Es ist der 30. Bericht der Weltorganisation für Meteorologie (WMO), der am Dienstag vorgelegt wurde, und er überschlägt sich mit Superlativen. Alle Kennzahlen und Parameter mit einem Bezug zum Klima zeigen, dass sich die Entwicklungen beschleunigt und verschärft haben. 2023 war das wärmste Jahr in der 174-jährigen Geschichte der Messungen, die vergangenen neun Jahre waren auch die wärmsten neun Jahre, die gemessen worden sind. „Hitzewellen treten jetzt häufiger auf als im späten 20. Jahrhundert, sie dauern länger und fallen intensiver aus“, so der Bericht.

Die Durchschnittstemperatur lag im Vorjahr um 1,45 Grad Celsius über dem Mittelwert der Jahre 1850 bis 1900 – und damit nur knapp unterhalb des Paris-Ziels. Auf der Klimakonferenz im Dezember 2015 wurde in der französischen Hauptstadt ein Protokoll verabschiedet, das mittlerweile völkerrechtlich verbindlich ist und vorgibt, dass bis zum Ende des 21. Jahrhunderts der Anstieg der globalen Durchschnittstemperatur „well beyond“ zwei Grad und vorzugsweise nicht höher als 1,5 Grad Celsius sein sollte. Der Mittelwert der Jahre 2014 bis 2023 liegt bei 1,2 Grad. Der Ausstoß von Kohlendioxid, Methan und Stickstoffoxiden – der drei wichtigsten Treibhausgase – hat erneut Rekordmengen erreicht (wobei diese Auswertung das Jahr 2022 betrifft, da keine neueren Daten verfügbar sind).

= = = =

Material erkunden>
[a] Stimmen die folgenden Aussagen mit dem Text zum WMO-Bericht überein? Antworten Sie jeweils mit Ja oder Nein und zitieren Sie die entscheidenden Worte wörtlich. (i) 2023 war das wärmste Jahr seit Beginn der Messungen. (ii) Im Vorjahr lag die Durchschnittstemperatur mehr als 1,5 Grad Celsius über dem Mittelwert der Jahre 1850 bis 1900. (iii) Die Auswertung zum Ausstoß der Treibhausgase bezieht sich auf das Jahr 2023.
[b] Erklären Sie anhand des Texts zum WMO-Bericht in ein bis drei Sätzen, warum sich die Auswertung zum Ausstoß von Kohlendioxid, Methan und Stickstoffoxiden auf das Jahr 2022 bezieht.

= = = =

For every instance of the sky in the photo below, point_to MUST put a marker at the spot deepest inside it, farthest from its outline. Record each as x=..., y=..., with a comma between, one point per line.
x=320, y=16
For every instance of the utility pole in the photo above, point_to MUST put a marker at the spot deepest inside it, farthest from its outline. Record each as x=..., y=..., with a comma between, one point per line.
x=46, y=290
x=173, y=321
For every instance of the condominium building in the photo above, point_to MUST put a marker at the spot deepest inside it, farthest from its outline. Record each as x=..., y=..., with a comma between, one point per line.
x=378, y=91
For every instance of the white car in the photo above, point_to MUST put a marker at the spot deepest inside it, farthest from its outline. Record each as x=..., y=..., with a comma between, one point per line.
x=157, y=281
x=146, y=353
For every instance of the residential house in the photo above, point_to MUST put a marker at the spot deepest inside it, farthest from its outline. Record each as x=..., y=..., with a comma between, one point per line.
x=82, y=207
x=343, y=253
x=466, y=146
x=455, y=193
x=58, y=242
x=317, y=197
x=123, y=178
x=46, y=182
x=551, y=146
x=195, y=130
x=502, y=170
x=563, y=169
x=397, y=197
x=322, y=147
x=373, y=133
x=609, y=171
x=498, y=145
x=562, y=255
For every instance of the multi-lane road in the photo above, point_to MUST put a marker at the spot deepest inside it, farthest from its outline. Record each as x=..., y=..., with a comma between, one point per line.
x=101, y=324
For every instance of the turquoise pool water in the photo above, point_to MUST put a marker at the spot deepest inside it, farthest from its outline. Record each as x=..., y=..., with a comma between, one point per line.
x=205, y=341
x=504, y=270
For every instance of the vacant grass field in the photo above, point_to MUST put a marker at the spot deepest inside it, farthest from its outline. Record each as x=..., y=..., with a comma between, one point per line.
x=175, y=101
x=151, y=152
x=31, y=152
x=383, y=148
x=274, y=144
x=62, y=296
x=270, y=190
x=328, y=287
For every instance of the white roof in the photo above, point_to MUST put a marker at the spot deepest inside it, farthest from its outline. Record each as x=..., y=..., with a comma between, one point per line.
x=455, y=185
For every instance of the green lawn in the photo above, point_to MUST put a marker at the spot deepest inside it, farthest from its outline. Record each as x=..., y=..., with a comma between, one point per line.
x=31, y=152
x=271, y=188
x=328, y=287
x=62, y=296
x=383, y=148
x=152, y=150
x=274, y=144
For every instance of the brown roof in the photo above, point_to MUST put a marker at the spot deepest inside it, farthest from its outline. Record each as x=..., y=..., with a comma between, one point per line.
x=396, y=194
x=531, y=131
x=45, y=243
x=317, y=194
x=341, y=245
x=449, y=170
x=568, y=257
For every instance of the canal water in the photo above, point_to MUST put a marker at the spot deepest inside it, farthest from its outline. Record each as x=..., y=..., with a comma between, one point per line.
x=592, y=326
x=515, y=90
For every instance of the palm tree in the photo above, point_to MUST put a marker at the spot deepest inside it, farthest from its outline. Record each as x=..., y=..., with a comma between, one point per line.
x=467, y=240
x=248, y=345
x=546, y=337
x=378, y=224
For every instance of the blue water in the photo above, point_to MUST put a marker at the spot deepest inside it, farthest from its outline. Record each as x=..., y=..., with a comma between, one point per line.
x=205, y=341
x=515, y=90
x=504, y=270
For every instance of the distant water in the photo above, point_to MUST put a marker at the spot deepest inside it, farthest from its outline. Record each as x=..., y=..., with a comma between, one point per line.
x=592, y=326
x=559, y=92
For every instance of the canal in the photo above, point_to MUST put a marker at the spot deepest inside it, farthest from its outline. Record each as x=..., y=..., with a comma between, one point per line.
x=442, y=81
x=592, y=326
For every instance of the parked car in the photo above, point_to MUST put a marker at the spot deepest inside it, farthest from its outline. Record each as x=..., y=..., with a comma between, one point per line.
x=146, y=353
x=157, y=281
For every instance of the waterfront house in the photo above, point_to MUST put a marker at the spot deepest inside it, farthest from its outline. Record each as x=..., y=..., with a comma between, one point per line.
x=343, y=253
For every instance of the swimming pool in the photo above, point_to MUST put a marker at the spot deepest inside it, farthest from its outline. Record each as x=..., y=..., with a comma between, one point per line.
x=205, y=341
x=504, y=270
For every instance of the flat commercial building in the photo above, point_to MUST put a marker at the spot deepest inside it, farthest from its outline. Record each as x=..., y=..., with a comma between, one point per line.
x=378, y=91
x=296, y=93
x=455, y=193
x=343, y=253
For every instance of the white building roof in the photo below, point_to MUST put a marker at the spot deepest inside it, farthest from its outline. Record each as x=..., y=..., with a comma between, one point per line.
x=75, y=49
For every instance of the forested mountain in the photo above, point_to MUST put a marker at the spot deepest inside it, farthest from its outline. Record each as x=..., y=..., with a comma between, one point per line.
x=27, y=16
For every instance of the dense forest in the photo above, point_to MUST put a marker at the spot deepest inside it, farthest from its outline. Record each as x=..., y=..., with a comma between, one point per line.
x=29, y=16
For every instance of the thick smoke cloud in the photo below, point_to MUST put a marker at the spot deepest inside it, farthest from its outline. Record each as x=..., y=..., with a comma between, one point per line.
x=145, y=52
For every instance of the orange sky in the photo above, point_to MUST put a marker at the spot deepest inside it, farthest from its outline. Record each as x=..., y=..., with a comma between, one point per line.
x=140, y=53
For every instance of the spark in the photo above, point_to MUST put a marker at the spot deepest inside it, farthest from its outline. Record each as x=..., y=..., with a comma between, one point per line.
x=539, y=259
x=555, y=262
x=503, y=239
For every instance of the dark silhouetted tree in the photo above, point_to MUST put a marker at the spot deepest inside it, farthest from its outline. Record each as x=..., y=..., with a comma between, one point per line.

= = = =

Antworten in Reihenfolge>
[a]
(i) Ja: „2023 war das wärmste Jahr in der 174-jährigen Geschichte der Messungen“
(ii) Nein: „um 1,45 Grad Celsius über dem Mittelwert der Jahre 1850 bis 1900 – und damit nur knapp unterhalb des Paris-Ziels“
(iii) Nein: „wobei diese Auswertung das Jahr 2022 betrifft“

[b] Die Auswertung zu Kohlendioxid, Methan und Stickstoffoxiden betrifft das Jahr 2022, weil keine neueren Daten verfügbar sind.